## WHAT THE EXERCISE ASKS
Each record needs to be transcribed exactly.

● ● ● ● ● ● ●

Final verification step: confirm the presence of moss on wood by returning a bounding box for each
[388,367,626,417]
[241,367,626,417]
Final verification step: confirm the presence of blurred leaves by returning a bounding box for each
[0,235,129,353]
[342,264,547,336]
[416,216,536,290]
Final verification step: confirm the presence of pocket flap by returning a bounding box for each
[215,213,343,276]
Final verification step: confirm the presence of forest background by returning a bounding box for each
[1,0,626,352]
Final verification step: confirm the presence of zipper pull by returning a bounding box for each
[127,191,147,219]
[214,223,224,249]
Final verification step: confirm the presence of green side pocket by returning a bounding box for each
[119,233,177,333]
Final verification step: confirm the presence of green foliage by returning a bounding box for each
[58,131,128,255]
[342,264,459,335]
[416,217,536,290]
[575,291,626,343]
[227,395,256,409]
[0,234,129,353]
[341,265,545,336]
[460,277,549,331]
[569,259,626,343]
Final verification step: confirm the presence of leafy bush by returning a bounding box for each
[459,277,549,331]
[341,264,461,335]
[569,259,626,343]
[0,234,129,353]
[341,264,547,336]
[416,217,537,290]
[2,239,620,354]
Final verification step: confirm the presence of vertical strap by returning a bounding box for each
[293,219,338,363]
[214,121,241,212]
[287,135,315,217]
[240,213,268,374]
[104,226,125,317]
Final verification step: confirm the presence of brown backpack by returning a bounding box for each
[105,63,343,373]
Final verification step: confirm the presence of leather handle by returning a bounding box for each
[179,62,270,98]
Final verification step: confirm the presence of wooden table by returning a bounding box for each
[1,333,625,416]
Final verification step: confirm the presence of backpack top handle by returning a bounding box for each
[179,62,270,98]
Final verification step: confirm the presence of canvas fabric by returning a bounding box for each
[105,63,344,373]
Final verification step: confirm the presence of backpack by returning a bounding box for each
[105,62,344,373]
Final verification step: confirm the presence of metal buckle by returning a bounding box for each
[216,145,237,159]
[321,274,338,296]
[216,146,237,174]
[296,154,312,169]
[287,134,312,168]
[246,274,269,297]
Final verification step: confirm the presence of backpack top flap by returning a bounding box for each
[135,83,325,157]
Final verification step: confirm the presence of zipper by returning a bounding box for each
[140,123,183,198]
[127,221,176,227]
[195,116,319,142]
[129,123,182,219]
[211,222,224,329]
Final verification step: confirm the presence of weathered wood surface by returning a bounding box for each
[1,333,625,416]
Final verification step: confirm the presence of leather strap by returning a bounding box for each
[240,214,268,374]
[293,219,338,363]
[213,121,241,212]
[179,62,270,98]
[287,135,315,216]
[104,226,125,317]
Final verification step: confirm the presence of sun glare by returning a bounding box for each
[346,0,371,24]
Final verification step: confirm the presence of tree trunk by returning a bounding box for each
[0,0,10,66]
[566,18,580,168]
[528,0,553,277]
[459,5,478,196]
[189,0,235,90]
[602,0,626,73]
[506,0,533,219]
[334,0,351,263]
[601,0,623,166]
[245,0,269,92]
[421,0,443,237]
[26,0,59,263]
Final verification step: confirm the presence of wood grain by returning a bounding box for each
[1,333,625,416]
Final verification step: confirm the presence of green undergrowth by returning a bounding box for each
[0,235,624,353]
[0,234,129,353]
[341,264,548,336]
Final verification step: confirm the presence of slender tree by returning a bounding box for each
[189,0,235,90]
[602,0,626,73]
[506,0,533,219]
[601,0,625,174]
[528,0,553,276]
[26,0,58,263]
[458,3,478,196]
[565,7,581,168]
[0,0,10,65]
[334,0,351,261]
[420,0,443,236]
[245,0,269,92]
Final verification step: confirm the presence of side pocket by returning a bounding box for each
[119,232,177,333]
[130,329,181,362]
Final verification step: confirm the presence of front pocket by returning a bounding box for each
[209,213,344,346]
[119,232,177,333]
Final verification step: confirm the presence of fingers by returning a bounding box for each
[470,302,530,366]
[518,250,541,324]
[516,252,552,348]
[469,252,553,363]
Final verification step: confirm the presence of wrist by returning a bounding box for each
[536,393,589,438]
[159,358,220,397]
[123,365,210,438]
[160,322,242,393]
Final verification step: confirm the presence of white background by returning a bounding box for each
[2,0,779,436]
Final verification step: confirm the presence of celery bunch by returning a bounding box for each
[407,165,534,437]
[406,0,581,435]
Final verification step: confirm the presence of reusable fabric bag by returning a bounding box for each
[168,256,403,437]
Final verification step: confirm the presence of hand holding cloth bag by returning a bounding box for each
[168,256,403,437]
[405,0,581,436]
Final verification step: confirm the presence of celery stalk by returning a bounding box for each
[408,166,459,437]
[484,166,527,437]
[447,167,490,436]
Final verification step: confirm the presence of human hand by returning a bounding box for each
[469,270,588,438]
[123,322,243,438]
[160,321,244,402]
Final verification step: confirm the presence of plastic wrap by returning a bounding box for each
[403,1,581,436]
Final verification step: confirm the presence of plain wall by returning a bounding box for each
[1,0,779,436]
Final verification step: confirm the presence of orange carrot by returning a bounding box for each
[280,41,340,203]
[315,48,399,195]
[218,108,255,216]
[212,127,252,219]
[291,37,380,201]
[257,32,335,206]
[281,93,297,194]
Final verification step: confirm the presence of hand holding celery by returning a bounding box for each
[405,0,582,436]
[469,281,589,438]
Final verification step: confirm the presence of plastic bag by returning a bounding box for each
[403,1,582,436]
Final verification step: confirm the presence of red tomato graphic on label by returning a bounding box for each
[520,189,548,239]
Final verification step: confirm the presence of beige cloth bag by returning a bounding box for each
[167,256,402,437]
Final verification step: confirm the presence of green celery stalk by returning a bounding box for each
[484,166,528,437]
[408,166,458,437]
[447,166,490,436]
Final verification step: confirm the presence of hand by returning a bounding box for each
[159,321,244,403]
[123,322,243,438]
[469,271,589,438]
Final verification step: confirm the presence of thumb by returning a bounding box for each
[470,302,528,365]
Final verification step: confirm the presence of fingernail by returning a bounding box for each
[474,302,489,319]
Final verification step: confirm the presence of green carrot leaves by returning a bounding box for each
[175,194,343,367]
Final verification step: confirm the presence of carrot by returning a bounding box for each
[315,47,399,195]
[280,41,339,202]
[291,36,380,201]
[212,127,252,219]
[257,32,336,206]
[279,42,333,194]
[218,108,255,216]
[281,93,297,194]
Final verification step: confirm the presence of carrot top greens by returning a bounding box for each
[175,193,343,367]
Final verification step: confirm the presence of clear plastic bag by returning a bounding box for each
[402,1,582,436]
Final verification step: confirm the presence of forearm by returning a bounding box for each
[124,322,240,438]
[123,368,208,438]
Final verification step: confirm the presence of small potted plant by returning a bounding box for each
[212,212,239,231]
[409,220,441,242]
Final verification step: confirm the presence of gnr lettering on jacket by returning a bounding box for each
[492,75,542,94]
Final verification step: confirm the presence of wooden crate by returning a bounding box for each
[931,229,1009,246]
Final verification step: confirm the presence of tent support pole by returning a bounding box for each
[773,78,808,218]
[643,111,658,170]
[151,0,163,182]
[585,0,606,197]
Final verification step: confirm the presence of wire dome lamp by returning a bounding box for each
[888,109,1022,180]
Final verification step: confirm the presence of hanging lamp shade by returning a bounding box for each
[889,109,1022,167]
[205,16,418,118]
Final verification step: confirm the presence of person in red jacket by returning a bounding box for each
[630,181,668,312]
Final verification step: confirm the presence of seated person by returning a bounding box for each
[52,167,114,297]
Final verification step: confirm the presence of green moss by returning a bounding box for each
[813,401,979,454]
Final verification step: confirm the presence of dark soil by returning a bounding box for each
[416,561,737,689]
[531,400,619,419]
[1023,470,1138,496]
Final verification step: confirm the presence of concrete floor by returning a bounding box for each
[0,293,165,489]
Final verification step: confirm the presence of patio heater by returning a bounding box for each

● ● ● ● ● ● ●

## RESPONSE AREA
Final verification step: confirm the presence of moss on wood by returning a bounding box for each
[388,367,626,417]
[241,367,626,417]
Final verification step: confirm the presence of blurred leaves by returning a bounding box for each
[0,235,129,353]
[342,264,547,336]
[416,216,536,290]
Final verification step: confirm the presence of pocket flap by returning a bounding box for each
[215,213,343,276]
Final verification step: confirm the presence of forest background by returning a bounding box for each
[1,0,626,352]
Final verification step: confirm the presence of zipper pull by returning a bounding box for each
[127,191,147,219]
[214,223,224,249]
Final verification step: confirm the presence of green side pocket by returning a bounding box for each
[119,233,177,333]
Final verification step: confirm the presence of green foliage by returning a bounding box for each
[58,131,128,255]
[342,264,459,335]
[416,217,536,290]
[575,291,626,343]
[227,395,256,409]
[0,234,129,353]
[341,265,545,336]
[460,277,549,331]
[569,259,626,343]
Final verification step: confirm the presence of leafy bush by returning a bounding box for each
[459,277,549,331]
[341,264,461,335]
[569,259,626,343]
[0,234,129,353]
[341,264,547,336]
[416,217,537,290]
[2,239,620,354]
Final verification step: confirm the presence of vertical strap by returning a bounding box for each
[293,219,338,363]
[214,121,241,212]
[287,135,315,217]
[240,213,268,374]
[104,226,125,317]
Final verification step: confirm the presence of brown backpack by returning a bounding box for each
[105,63,343,373]
Final verification step: confirm the presence of leather handle by returning a bounding box for each
[179,62,270,98]
Final verification step: confirm the presence of wooden table by returning a bounding box for each
[1,333,625,416]
Final verification step: confirm the presence of backpack top handle by returning a bounding box for each
[179,62,270,98]
Final verification step: confirm the presence of canvas fabric by returning a bounding box for each
[105,63,344,373]
Final verification step: confirm the presence of backpack by returning a bounding box for each
[105,62,344,373]
Final verification step: confirm the presence of metal buckle by returning a bounding box for each
[216,145,237,159]
[321,274,338,296]
[216,146,237,174]
[296,154,312,169]
[287,134,312,168]
[246,274,269,297]
Final verification step: confirm the presence of backpack top flap by returning a bounding box for each
[135,83,325,157]
Final verification step: confirm the presence of zipper by returning a bounding box for each
[140,123,183,198]
[127,221,176,227]
[195,116,319,142]
[129,123,182,219]
[211,222,224,329]
Final verification step: confirm the presence of weathered wood surface by returning a bounding box for each
[1,333,625,416]
Final verification step: confirm the presence of leather strap by returning a bounding box for each
[240,214,268,374]
[293,219,338,363]
[213,121,241,212]
[179,62,270,98]
[287,135,315,216]
[104,226,125,317]
Final verification step: confirm the presence of sun glare by returning a bounding box for each
[346,0,371,24]
Final verification step: confirm the presence of tree trunk by returning a bounding box for each
[0,0,10,66]
[566,18,580,168]
[528,0,553,277]
[459,5,478,196]
[189,0,235,90]
[602,0,626,73]
[506,0,533,219]
[334,0,351,263]
[601,0,623,166]
[245,0,269,92]
[421,0,443,237]
[26,0,59,263]
Final verification step: confirm the presence of wood grain by returning a bounding box for each
[1,333,625,416]
Final verification step: confirm the presence of green undergrowth by returning a bounding box for each
[0,235,624,353]
[0,234,129,353]
[341,264,548,336]
Final verification step: confirm the presence of slender tree by returning a bounding box for each
[189,0,235,90]
[602,0,626,73]
[506,0,533,219]
[601,0,625,174]
[528,0,553,276]
[26,0,58,263]
[458,3,478,196]
[565,7,581,168]
[0,0,10,65]
[334,0,351,261]
[420,0,443,236]
[245,0,269,92]
Final verification step: confirm the presence of side pocket by returning a bounding box for each
[119,232,177,333]
[130,329,181,362]
Final verification step: confirm the presence of front pocket by returning a bounding box for each
[209,213,344,346]
[119,232,177,333]
Final verification step: confirm the presence of fingers by returning a bounding box for each
[470,302,530,366]
[518,250,541,324]
[516,252,552,348]
[469,252,553,363]
Final verification step: confirm the presence of wrist by returning a bounding box for each
[536,393,589,438]
[159,358,220,397]
[123,365,210,438]
[160,322,242,393]
Final verification step: confirm the presence of white background by returning a bounding box for each
[2,0,779,436]
Final verification step: confirm the presence of celery bunch by returning a bounding box for each
[407,165,534,437]
[406,0,581,435]
Final verification step: confirm the presence of reusable fabric bag by returning a bounding box for each
[168,256,403,437]
Final verification step: confirm the presence of hand holding cloth bag by returning a bounding box for each
[168,256,403,437]
[405,0,581,436]
Final verification step: confirm the presence of celery stalk by returning a bounding box for each
[408,166,459,437]
[484,166,527,437]
[447,167,490,436]
Final verification step: confirm the presence of human hand by returning a bounding box for each
[469,270,588,438]
[123,322,243,438]
[160,321,244,402]
Final verification step: confirm the presence of plastic wrap by returning a bounding box for each
[403,1,581,436]
Final verification step: confirm the presence of plain wall by returning a bounding box for each
[1,0,779,436]
Final verification step: confirm the presence of orange carrot by returning a bounding box for each
[280,41,340,203]
[315,48,399,195]
[218,108,255,216]
[212,127,252,219]
[291,37,380,201]
[257,32,335,206]
[281,93,297,194]
Final verification step: confirm the presence of hand holding celery by returning a bounding box for each
[405,0,582,436]
[469,281,589,438]
Final verification step: confirm the presence of plastic bag by returning a bounding box for each
[403,1,582,436]
Final verification step: confirm the presence of red tomato graphic on label by returning a bounding box for each
[520,189,548,239]
Final verification step: confirm the presence of beige cloth bag by returning a bounding box for each
[167,256,402,437]
Final verification step: confirm the presence of green celery stalk by returning a bounding box for each
[484,166,528,437]
[408,166,458,437]
[447,166,490,436]
Final verification step: confirm the presence of hand by returning a bounding box for each
[159,321,244,403]
[123,322,243,438]
[469,271,589,438]
Final verification step: confirm the presence of thumb by returning a bounding box for each
[470,302,528,365]
Final verification step: confirm the presence of fingernail by returning a bounding box for each
[474,302,489,319]
Final verification step: confirm the presence of green carrot leaves by returning a bounding box for each
[175,194,343,367]
Final verification step: confirm the presence of carrot by returning a bounding box for each
[315,47,399,195]
[280,41,339,202]
[291,36,380,201]
[212,127,252,219]
[257,32,336,206]
[279,42,333,194]
[218,108,255,216]
[281,93,297,194]
Final verification step: confirm the presence of carrot top greens by returning a bounding box for each
[175,193,343,367]
Final verification step: confirm the presence of clear plastic bag by returning a bounding box for each
[402,1,582,436]
Final verification step: confirm the presence of forearm by returning a bounding box for each
[124,322,240,438]
[123,368,208,438]
Final verification step: confirm the presence of small potted plant by returning a bounding box for each
[212,212,239,231]
[409,220,441,242]
Final verification step: confirm the presence of gnr lettering on jacket by returning a bounding box for each
[492,75,542,94]
Final verification step: confirm the presence of wooden crate by returning a bounding box for each
[931,229,1009,246]
Final verification step: confirm the presence of tent support pole by returning a bounding box for each
[773,78,808,218]
[643,111,658,170]
[151,0,163,182]
[585,0,606,197]
Final verification step: confirm the presence of wire dome lamp by returning a bounding box for each
[888,109,1022,180]
Final verification step: confirm the presence of hanging lamp shade by returning a bounding box for each
[889,109,1022,167]
[205,16,418,118]
Final verification step: confirm the presence of person in red jacket by returning a bounding box for each
[630,181,668,312]
Final verification step: confirm the presence of seated person by returning a bounding box for each
[52,167,114,297]
Final verification step: confirm the presence of green moss by returning a bounding box for each
[813,401,979,454]
Final verification step: confirm the presence of dark soil by returning a bounding box for each
[416,561,737,689]
[531,400,619,419]
[1023,470,1138,496]
Final verification step: confirm the presence of concrete floor by returning a bounding box for each
[0,293,165,489]
Final verification step: confirm the presence of patio heater by returning a bounding box for each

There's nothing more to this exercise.